◆ **What you are asked to do**
Could you rewrite the rows starting with the line that contains "Would you be able to locate the snowy" and going on through the line that contains "<point>592,412</point>", with "mountain ridge" replaced by "rocky ridge" and everything else unchanged?

◆ **Data section**
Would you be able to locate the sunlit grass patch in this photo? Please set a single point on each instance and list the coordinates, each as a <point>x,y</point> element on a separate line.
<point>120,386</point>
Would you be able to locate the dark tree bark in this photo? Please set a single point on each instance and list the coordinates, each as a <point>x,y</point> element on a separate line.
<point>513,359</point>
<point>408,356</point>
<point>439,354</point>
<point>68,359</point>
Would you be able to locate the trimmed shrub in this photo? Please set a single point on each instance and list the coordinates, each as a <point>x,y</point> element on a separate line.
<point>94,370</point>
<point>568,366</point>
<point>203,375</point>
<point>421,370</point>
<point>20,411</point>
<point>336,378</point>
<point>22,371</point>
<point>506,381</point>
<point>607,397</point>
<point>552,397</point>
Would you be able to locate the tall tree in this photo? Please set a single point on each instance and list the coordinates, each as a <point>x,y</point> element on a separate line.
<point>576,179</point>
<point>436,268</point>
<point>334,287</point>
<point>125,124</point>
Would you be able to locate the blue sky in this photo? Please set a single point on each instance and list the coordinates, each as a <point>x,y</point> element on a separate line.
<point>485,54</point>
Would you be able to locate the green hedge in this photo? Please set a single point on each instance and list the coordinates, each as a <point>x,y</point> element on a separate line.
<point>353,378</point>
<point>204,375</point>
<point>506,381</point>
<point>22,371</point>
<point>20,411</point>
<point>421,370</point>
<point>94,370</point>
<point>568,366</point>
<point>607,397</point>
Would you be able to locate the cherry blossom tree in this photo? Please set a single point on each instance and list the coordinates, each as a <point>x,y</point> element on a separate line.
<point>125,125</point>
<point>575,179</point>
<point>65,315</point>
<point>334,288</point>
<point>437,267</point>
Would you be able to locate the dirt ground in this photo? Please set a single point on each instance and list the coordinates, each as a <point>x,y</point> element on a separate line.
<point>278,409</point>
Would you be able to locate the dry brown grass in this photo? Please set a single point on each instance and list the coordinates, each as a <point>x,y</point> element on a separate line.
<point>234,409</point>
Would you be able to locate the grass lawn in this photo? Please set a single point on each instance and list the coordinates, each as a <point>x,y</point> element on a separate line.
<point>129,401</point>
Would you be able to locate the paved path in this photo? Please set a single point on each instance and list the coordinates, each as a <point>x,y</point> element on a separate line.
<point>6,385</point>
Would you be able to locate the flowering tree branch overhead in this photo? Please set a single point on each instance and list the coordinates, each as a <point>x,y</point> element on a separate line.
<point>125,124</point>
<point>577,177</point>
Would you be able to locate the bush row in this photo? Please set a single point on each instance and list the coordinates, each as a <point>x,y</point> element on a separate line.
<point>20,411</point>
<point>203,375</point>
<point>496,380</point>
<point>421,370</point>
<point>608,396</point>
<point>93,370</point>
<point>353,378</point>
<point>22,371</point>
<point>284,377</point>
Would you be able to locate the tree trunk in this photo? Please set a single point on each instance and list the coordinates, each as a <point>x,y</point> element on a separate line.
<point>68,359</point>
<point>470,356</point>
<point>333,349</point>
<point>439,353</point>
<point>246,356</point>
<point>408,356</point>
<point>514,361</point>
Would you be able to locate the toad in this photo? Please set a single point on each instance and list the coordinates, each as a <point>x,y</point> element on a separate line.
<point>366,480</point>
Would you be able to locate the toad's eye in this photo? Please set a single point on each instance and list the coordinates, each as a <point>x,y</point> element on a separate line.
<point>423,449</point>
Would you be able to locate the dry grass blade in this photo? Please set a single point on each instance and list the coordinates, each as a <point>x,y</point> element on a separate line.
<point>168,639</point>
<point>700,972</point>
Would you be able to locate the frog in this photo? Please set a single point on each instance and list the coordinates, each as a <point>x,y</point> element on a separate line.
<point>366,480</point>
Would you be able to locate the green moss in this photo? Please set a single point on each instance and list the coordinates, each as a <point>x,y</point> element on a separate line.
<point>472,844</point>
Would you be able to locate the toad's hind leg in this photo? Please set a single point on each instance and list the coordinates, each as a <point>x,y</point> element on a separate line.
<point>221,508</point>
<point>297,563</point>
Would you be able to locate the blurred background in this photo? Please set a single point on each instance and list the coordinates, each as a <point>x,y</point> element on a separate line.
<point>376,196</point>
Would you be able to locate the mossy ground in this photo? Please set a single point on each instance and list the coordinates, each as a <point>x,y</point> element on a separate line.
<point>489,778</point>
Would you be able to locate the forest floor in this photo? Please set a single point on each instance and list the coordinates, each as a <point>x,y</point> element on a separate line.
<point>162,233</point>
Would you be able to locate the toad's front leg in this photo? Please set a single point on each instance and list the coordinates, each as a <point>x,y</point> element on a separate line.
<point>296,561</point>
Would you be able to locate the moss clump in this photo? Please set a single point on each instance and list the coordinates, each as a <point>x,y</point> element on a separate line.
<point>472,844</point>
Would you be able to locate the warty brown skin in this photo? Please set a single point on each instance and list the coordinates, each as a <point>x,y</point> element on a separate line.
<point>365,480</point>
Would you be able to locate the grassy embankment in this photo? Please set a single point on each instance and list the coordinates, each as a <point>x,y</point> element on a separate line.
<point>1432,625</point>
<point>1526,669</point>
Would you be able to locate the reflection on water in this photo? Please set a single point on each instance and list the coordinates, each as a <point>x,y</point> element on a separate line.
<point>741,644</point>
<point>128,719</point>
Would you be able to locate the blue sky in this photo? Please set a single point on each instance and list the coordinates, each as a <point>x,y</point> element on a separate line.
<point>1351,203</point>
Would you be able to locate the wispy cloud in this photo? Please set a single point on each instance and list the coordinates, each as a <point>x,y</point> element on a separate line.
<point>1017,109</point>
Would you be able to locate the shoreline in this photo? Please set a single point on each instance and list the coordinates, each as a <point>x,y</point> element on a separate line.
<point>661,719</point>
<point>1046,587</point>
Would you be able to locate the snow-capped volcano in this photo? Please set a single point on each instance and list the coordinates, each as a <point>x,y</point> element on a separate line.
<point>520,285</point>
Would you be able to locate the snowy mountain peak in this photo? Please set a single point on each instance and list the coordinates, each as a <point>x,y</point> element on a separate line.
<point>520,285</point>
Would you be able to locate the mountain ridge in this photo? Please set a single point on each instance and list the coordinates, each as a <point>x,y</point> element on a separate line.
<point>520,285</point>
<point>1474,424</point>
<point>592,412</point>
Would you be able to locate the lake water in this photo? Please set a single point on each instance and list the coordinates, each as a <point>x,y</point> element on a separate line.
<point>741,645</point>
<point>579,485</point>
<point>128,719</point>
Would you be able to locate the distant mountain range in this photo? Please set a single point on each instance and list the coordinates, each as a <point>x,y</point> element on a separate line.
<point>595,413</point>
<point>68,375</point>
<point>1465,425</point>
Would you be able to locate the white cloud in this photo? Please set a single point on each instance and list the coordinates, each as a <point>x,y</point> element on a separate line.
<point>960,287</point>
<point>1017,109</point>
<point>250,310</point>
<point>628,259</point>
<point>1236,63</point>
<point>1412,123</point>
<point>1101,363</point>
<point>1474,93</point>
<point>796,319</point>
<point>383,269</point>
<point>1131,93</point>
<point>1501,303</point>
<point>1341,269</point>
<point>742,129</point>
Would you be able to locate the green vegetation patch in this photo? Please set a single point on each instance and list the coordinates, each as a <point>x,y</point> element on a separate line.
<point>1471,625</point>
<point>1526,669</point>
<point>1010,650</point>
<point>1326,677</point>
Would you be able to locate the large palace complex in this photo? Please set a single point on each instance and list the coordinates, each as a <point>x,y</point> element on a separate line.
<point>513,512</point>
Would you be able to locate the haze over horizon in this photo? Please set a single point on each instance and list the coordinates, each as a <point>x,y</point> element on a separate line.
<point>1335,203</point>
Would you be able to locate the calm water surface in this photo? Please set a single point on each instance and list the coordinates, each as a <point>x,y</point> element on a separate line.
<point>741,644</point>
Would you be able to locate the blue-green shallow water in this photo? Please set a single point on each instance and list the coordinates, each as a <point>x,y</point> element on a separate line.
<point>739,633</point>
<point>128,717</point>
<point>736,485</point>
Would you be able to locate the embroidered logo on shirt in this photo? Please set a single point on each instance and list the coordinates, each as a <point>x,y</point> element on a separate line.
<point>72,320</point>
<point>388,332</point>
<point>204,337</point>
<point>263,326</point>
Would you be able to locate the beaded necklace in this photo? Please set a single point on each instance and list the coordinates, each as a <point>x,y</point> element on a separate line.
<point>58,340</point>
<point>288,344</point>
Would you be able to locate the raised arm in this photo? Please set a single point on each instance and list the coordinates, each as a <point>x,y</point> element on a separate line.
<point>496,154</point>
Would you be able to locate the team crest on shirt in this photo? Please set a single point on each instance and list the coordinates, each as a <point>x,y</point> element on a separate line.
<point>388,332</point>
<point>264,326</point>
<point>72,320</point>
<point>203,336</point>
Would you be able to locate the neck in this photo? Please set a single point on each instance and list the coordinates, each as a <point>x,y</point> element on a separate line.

◆ **Answer to this exercise**
Would you be able to locate the snowy mountain peak in this photo? Please set a single point on each instance and list the coordinates, each as a <point>x,y</point> element on a separate line.
<point>520,285</point>
Would you be able to locate the rocky ridge in this photo? Please set a single point on each instance and list the coordinates, each as a <point>x,y</point> element on a separate line.
<point>520,285</point>
<point>1474,424</point>
<point>592,412</point>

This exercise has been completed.